- What to produce:
Convert the entire listing below into a numbered list, one item per line, leaving out any blank lines.

%%

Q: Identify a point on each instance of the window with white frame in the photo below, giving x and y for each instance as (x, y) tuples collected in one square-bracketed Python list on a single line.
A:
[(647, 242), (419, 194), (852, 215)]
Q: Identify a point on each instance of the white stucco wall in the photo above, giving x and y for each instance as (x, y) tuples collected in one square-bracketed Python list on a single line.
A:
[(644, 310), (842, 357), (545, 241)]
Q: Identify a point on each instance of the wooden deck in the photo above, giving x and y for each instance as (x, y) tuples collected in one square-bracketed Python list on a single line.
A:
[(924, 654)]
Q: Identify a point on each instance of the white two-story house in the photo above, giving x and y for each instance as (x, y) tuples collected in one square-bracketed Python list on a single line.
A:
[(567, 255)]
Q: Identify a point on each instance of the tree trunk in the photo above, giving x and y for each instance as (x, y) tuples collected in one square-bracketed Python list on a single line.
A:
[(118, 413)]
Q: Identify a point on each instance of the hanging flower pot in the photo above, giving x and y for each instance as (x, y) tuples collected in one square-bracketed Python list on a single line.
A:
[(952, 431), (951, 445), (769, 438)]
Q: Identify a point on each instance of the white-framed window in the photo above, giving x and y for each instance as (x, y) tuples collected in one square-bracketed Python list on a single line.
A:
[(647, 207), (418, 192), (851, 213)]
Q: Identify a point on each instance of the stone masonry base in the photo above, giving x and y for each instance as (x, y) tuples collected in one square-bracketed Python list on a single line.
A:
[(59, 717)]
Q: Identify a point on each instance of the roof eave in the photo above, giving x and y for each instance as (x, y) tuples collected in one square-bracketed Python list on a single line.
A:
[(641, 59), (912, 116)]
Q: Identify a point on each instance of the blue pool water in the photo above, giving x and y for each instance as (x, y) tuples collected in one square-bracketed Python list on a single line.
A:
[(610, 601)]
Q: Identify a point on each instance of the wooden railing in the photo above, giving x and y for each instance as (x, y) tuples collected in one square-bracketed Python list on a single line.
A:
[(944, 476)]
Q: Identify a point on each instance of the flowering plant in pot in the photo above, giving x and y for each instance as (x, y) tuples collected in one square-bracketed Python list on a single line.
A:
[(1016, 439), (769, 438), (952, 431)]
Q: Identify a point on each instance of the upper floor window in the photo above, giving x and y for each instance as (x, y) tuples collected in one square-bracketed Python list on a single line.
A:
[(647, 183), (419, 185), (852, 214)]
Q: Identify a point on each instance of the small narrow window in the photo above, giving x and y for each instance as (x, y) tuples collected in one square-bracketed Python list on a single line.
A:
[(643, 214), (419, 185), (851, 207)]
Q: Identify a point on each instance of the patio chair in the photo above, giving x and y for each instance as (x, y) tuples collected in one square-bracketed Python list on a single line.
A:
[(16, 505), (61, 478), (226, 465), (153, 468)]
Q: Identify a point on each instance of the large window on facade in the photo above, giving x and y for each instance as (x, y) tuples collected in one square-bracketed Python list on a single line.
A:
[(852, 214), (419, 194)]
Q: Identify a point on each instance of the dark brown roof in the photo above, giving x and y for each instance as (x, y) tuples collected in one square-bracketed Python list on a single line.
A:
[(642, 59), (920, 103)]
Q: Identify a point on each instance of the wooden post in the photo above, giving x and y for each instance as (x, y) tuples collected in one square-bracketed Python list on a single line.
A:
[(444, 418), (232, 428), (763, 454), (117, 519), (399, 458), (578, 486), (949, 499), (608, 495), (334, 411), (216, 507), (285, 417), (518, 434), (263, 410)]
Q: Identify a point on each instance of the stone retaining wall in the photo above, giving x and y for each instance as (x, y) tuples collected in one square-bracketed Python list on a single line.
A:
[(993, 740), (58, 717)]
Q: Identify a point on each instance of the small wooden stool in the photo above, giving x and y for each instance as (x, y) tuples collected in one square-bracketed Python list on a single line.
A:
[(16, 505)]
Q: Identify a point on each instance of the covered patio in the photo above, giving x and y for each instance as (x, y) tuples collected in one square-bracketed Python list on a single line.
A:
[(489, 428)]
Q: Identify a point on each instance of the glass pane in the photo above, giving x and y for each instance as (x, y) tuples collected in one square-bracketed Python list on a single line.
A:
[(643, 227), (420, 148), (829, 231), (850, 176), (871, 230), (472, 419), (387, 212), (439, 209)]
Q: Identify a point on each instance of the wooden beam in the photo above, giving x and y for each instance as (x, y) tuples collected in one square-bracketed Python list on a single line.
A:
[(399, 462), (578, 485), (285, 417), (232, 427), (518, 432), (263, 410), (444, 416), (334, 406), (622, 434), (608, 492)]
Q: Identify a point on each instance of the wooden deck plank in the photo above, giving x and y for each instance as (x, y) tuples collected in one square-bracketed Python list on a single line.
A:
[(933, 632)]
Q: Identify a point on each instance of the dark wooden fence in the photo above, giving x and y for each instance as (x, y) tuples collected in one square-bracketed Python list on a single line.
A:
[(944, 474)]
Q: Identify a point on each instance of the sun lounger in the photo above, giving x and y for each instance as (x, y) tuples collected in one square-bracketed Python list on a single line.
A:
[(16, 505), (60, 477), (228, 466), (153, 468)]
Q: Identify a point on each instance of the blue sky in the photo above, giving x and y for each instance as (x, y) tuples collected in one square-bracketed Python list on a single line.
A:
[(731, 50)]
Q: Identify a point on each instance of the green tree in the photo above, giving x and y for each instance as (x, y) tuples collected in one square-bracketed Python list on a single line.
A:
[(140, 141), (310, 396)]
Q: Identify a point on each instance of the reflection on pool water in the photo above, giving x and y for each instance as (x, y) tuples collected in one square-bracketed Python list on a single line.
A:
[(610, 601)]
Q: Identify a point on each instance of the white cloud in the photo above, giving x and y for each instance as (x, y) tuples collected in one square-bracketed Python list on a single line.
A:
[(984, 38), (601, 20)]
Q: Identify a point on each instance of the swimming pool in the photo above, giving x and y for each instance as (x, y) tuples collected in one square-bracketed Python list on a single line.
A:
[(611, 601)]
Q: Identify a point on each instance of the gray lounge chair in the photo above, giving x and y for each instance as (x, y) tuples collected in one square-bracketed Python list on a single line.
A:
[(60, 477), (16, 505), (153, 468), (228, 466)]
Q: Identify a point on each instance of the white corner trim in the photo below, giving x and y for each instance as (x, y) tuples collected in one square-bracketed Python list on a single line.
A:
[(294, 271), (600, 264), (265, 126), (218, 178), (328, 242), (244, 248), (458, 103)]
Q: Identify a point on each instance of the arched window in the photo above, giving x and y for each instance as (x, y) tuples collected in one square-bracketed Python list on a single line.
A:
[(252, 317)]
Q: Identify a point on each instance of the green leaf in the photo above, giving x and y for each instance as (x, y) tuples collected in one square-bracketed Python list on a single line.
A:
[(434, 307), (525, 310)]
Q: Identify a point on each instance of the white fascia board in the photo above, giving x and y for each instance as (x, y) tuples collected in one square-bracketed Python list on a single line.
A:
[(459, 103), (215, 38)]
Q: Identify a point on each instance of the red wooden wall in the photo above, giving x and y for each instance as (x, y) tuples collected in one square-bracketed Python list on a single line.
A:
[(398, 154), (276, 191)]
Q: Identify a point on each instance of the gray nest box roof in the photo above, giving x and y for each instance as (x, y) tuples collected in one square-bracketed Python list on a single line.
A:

%%

- Output for this exercise:
1. Q: Identify a point on each instance of the window with white frame in the photo below, giving x and y for each instance as (x, y) tuples collected in one square-bracketed Python list on a single line.
2. A:
3. [(647, 242), (419, 194), (852, 215)]
4. Q: Identify a point on each instance of the white stucco wall in the photo above, giving x and y for each instance as (x, y) tuples collected in one square-bracketed Python list on a single line.
5. A:
6. [(644, 310), (842, 357), (545, 241)]
7. Q: Identify a point on each instance of the wooden deck in the photo above, giving x and y for each instance as (x, y) tuples collected in one square-bracketed Python list on a single line.
8. A:
9. [(924, 654)]
10. Q: Identify a point on each instance of the white two-story house in the photo above, giving x and y for each instance as (x, y) tuples collected in one square-bracketed Python list on a single line.
11. A:
12. [(567, 255)]
13. Q: Identify a point on each instance of the tree trunk in the photo above, giving x and y for each instance as (x, y) tuples collected in one square-bracketed Python list on a single line.
14. A:
15. [(118, 413)]
16. Q: Identify a point on each instance of the hanging flower pot in the photo above, giving x and y for each instance as (x, y) tuples collected in one square-bracketed Python list on a single line.
17. A:
18. [(952, 431), (951, 445), (769, 438)]
19. Q: Identify a point on each instance of the white-framed window in the photo above, giving x and y for each instance as (x, y) tuples collected in one square-bracketed Python list on a single line.
20. A:
21. [(647, 207), (418, 192), (851, 213)]
22. Q: Identify a point on each instance of the stone masonry base in the photo above, giving x and y for each instance as (x, y) tuples collected in one square-bracketed Python list on a single line.
23. A:
24. [(59, 717)]
25. Q: Identify a point on each instance of the roof eave in the photo above, giving x and y for each instance as (x, y) tuples collected in one square-bracketed Python list on a single line.
26. A:
27. [(641, 59), (912, 116)]
28. Q: Identify a point on each instance of the blue pool water in the photo above, giving x and y for each instance as (x, y) tuples collected in one square-bracketed Python list on a single line.
29. A:
30. [(610, 601)]
31. Q: Identify a point on each instance of the wooden railing in the photo above, giving x and y for each instance as (x, y) tuples collected in one square-bracketed Python list on a single line.
32. A:
33. [(944, 476)]
34. Q: Identify a point on each instance of the flowering plant in pot in the photo above, giving x and y for each instance as (x, y) tuples collected in one square-bracketed Python list on a single line.
35. A:
36. [(1016, 439), (769, 438), (952, 431)]
37. Q: Identify a point on each instance of the upper floor window in the photo above, giving x and y for each instance as (x, y) tuples collected in one square-bracketed Python list on a single line.
38. A:
39. [(647, 183), (419, 185), (852, 214)]
40. Q: Identify a point on each instance of the small narrow window in the photo above, giving x and y for each instance as (x, y) tuples collected in one square-bracketed Python list on a single line.
41. A:
42. [(643, 214), (419, 185), (851, 207)]
43. Q: Identify a point on each instance of the patio chair in the photo above, giving x and y for each instance as (x, y) tuples collected in one square-bracketed Python list on a single line.
44. A:
45. [(16, 505), (61, 478), (226, 465), (153, 468)]
46. Q: Identify a point on each instance of the large window on facade in the photo above, giving x and y for each instance as (x, y) tuples collected in one square-bracketed Python list on a single line.
47. A:
48. [(852, 214), (419, 194)]
49. Q: Identify a point on each instance of the dark brown roof in the photo above, giving x and y for each instance as (x, y) tuples collected in one square-bracketed Python list on a single line.
50. A:
51. [(642, 59), (920, 103)]
52. Q: Identify a point on each instance of the wooden post in the photo above, giving x and y for each instance as (x, y) tuples collected in one square-bracketed Python list on a single line.
53. A:
54. [(444, 418), (232, 428), (763, 454), (117, 519), (399, 458), (578, 486), (949, 499), (608, 495), (334, 411), (216, 507), (285, 417), (518, 434), (263, 410)]
55. Q: Identify a point on each instance of the stone retaining wall in the photo above, giving x and y for each instance as (x, y) tuples collected in one square-bracketed Python list on a single line.
56. A:
57. [(993, 740), (58, 717)]
58. Q: Identify a point on each instance of the small wooden stool in the photo above, giving x and y for each instance as (x, y) tuples collected in one square-bracketed Python list on a single line.
59. A:
60. [(16, 505)]
61. Q: Identify a point on each instance of the covered patio in the photo above, giving x and y for each instance as (x, y) tuples collected in one square-bracketed Python list on a single line.
62. A:
63. [(489, 428)]
64. Q: Identify a point on each instance of the glass pane in the photo above, giving x and y for each instance as (x, y) tuples collected in one square-bracketed Python list on a single line.
65. A:
66. [(643, 227), (420, 148), (829, 231), (850, 176), (871, 230), (472, 419), (387, 212), (439, 209)]
67. Q: Identify a point on each instance of the wooden beam in the photo above, giving x and y for each instance as (x, y) tuples collected in one square-bracketed Python list on a single line.
68. A:
69. [(399, 462), (578, 485), (285, 417), (232, 427), (518, 432), (263, 410), (444, 416), (334, 406), (622, 434), (608, 492)]
70. Q: Identify a point on each instance of the wooden deck plank in the photo above, giving x and y for each instance as (x, y) tuples collected in one square-bracketed Python list on a single line.
71. A:
72. [(933, 632)]
73. Q: Identify a point on each instance of the dark wooden fence in the photo above, giving x and y for each instance as (x, y) tuples collected in one square-bracketed Python list on a single line.
74. A:
75. [(944, 474)]
76. Q: Identify a point on each instance of the sun lounger in the photo above, giving x and y for each instance as (x, y) tuples collected in one square-bracketed Python list on a single line.
77. A:
78. [(16, 505), (60, 477), (228, 466), (153, 468)]
79. Q: Identify a point on each instance of the blue sky in the photo above, giving x and y for each instance as (x, y) tuples collected in one square-bracketed Python list on a single line.
80. A:
81. [(731, 50)]
82. Q: Identify a point on each instance of the green tree in the photo above, giving x and y for each instance as (x, y) tuples collected in one square-bracketed Python list on a single line.
83. A:
84. [(140, 141), (310, 396)]
85. Q: Identify a point on each instance of the reflection on pool water in the photo above, giving x and y for each instance as (x, y) tuples collected in one square-bracketed Python list on a single line.
86. A:
87. [(610, 601)]
88. Q: Identify a point on each instance of the white cloud in the photo above, giving x and y for each instance as (x, y) tuples collected in one square-bracketed Python list on a single line.
89. A:
90. [(984, 38), (601, 20)]
91. Q: Identify a point on each instance of the swimming pool in the photo above, giving x and y for each instance as (x, y) tuples collected in one square-bracketed Python list on a single line.
92. A:
93. [(611, 601)]
94. Q: Identify a point on each instance of the gray lounge chair in the photo above, giving x and y for each instance as (x, y) tuples collected in one square-bracketed Python list on a single line.
95. A:
96. [(60, 477), (16, 505), (153, 468), (228, 466)]
97. Q: Identify a point on each instance of the white corner trim in the photo below, giving x and y for each instance as (x, y) tuples collected in one square-bracketed Python list on a single line.
98. A:
99. [(294, 271), (600, 264), (265, 126), (218, 178), (328, 242), (244, 248), (458, 103)]
100. Q: Identify a point on each instance of the arched window in the photo above, giving x and y for each instance as (x, y) tuples collected in one square-bracketed Python list on a single line.
101. A:
102. [(252, 317)]
103. Q: Identify a point on each instance of the green leaf in the photo above, giving x and y for each instance as (x, y) tuples collected in one square-bracketed Python list on a single line.
104. A:
105. [(434, 307), (525, 310)]
106. Q: Identify a point on each instance of the white fascia board in the photo above, giving x and y for each instance as (x, y) tuples collected in one square-bracketed Python list on a single line.
107. A:
108. [(459, 103), (215, 38)]
109. Q: Identify a point on each instance of the red wooden wall in the photo above, giving x and y for each instance as (x, y) tuples collected in one square-bracketed Python list on a single line.
110. A:
111. [(398, 154), (276, 191)]
112. Q: Identify a point on each instance of the gray nest box roof in the photo above, giving x and y for each instance as (x, y) tuples collected in one square-bracketed Python list on a single line.
113. A:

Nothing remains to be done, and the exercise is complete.